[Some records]
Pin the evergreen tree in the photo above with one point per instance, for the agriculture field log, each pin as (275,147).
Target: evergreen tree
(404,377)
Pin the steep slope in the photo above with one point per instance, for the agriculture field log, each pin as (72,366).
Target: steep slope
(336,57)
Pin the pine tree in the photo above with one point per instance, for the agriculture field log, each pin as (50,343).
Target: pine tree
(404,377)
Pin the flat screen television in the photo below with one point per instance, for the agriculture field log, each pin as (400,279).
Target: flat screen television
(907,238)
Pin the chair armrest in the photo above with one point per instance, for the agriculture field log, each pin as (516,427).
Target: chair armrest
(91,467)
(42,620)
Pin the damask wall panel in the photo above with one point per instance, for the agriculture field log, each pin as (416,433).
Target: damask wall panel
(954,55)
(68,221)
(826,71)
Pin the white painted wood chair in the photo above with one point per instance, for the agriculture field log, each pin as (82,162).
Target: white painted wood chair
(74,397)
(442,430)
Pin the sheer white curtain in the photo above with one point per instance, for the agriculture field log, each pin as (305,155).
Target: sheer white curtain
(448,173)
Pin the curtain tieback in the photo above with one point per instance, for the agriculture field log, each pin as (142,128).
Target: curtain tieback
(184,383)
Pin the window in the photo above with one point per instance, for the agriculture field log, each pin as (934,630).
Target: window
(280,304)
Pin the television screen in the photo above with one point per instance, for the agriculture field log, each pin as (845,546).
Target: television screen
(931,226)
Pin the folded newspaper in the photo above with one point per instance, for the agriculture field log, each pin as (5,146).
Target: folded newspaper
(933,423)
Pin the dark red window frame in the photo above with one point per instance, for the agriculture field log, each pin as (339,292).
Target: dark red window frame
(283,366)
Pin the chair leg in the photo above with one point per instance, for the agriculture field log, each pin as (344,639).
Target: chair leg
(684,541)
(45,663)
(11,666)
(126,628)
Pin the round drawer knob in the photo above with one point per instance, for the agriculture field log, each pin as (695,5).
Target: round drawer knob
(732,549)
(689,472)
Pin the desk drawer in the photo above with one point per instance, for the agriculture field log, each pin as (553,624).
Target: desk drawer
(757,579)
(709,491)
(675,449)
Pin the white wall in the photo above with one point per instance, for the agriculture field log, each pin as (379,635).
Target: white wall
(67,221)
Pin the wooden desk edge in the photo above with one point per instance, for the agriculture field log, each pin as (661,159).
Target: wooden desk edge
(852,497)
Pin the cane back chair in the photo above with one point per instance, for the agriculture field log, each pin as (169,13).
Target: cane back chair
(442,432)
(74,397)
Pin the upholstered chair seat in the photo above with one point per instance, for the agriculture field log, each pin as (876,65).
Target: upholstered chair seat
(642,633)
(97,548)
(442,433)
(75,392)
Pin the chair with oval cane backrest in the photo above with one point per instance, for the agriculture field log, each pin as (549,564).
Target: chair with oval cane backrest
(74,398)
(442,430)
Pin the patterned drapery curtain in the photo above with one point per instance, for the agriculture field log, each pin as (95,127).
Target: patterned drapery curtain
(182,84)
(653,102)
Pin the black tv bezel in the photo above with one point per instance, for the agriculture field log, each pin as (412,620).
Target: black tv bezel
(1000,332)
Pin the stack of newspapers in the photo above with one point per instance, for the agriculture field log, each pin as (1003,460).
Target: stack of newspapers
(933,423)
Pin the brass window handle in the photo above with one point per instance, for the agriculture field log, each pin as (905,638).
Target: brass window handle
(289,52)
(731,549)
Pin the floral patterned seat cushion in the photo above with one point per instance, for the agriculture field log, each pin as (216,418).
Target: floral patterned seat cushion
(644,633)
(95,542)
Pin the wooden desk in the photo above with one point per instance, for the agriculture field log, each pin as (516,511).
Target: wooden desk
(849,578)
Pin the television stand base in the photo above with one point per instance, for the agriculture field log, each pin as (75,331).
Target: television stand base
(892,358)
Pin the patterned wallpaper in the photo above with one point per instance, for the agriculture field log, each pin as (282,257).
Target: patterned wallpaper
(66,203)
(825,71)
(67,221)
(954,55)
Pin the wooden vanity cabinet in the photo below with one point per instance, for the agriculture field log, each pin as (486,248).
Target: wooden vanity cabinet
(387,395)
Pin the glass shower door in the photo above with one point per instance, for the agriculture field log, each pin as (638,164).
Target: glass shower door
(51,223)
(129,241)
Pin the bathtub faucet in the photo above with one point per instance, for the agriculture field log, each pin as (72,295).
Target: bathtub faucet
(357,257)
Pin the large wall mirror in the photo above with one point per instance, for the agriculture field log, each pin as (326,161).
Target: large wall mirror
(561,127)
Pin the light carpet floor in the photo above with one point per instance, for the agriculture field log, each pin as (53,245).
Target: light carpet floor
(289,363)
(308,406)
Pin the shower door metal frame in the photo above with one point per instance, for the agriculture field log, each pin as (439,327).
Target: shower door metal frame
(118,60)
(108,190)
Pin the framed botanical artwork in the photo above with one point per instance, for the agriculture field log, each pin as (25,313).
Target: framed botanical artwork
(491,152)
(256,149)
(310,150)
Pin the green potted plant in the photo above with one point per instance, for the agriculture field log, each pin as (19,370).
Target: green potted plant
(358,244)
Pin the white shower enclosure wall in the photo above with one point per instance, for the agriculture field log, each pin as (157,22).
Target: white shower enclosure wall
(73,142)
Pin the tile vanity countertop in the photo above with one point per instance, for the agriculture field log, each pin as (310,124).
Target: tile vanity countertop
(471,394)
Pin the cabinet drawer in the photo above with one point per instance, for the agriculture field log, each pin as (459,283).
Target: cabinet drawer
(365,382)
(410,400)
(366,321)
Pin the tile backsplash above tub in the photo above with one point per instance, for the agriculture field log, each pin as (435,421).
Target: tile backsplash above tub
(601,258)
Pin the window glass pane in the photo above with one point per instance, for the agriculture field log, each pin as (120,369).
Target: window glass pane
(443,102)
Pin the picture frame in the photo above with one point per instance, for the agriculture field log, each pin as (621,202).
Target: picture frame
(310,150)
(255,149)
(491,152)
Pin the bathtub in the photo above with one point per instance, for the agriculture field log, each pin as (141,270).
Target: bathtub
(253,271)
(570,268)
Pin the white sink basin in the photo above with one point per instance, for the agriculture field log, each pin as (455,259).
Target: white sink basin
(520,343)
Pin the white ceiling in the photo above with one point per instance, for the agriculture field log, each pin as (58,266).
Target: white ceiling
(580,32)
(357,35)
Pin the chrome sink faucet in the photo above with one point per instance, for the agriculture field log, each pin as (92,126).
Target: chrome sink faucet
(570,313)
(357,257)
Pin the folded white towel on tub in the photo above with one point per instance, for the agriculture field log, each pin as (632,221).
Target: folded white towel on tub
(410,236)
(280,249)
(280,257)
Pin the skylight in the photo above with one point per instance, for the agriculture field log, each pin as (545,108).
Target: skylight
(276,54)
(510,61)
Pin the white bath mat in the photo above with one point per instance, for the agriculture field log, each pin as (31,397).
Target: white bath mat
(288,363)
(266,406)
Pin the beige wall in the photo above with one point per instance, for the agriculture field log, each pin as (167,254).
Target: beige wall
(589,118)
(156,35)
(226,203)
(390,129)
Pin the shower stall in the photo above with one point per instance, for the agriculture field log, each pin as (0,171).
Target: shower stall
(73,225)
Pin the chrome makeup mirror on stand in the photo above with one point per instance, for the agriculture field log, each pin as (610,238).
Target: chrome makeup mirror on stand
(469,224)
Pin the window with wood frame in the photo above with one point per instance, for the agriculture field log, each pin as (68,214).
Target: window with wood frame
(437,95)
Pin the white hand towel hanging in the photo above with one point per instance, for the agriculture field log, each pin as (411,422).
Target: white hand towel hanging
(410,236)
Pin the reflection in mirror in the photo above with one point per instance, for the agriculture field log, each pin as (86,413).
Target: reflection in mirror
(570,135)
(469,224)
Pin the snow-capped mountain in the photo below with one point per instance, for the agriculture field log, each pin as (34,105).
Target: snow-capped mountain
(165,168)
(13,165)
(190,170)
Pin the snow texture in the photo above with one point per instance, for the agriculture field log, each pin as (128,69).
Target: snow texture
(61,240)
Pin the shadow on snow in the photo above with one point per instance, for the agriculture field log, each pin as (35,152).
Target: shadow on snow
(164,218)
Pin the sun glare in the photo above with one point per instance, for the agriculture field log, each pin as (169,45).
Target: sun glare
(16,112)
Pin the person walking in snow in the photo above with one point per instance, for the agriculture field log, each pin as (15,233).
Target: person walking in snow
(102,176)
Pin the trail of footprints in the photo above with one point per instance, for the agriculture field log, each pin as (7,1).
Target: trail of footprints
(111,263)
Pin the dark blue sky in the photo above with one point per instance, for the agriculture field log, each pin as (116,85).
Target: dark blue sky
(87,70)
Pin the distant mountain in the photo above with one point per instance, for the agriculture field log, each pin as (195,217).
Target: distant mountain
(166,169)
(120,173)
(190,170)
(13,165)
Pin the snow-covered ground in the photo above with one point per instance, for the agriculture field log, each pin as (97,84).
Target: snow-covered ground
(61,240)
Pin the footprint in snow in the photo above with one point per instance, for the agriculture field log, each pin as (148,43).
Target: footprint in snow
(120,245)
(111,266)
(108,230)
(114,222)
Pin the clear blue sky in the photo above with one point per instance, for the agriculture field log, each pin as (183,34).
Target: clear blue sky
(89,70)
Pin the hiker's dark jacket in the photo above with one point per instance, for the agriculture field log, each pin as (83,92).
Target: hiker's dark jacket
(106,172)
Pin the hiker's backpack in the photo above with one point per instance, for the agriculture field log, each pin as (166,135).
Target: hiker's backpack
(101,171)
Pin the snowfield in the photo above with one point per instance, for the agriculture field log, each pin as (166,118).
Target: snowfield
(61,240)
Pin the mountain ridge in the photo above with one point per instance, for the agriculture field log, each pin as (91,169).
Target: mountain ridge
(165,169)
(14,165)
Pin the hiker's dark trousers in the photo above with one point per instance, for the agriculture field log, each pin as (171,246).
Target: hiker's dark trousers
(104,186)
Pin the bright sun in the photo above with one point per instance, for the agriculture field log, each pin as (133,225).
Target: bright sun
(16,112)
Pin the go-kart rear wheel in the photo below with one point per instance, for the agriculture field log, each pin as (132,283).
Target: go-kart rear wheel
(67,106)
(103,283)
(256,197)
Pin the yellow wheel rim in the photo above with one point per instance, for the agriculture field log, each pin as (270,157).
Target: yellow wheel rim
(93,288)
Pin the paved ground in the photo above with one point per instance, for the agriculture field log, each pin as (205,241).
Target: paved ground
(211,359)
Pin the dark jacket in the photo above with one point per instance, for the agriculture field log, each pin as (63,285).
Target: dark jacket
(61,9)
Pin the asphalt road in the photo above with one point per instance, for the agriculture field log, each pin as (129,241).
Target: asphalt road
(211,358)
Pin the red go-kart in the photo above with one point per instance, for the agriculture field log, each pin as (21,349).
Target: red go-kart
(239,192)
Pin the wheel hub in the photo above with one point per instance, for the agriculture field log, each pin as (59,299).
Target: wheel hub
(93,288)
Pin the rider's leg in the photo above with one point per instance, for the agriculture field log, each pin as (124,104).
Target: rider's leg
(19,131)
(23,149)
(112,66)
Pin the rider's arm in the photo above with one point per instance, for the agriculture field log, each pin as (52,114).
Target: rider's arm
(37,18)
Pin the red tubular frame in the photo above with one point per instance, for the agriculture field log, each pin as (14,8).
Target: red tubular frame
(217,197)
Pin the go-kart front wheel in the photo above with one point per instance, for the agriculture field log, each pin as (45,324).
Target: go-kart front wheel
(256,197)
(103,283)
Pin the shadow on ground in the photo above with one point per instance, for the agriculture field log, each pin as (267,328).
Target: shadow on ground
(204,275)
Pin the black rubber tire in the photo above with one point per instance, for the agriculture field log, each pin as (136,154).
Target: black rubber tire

### WHAT YOU ARE ASKED TO DO
Extract every line from the one containing "Pin the rider's leg" to the end of the entries, including both of those lines, exactly as given and with nothing added.

### TASK ANSWER
Pin the rider's leg in the photo above with one point per instance, for the agriculture field log, each pin as (124,104).
Target: rider's leg
(19,131)
(23,149)
(112,66)
Pin the rider's arm in the photo above with one point per instance, for the agriculture field log, each pin as (52,114).
Target: rider's arm
(37,18)
Pin the red tubular frame in the photo above with one point per instance, for the agriculture field log, each pin as (14,8).
Target: red tubular frame
(217,197)
Pin the go-kart front wheel in the photo above with one point per instance, for the agriculture field log, each pin as (45,324).
Target: go-kart front wheel
(256,197)
(103,283)
Pin the shadow on ground in the photo above with one point per instance, for the agriculture field log, each pin as (267,328).
Target: shadow on ground
(204,275)
Pin the black rubber tire in the photo above with one point per instance, for the agriculture field log, each pin as (136,154).
Target: black rubber tire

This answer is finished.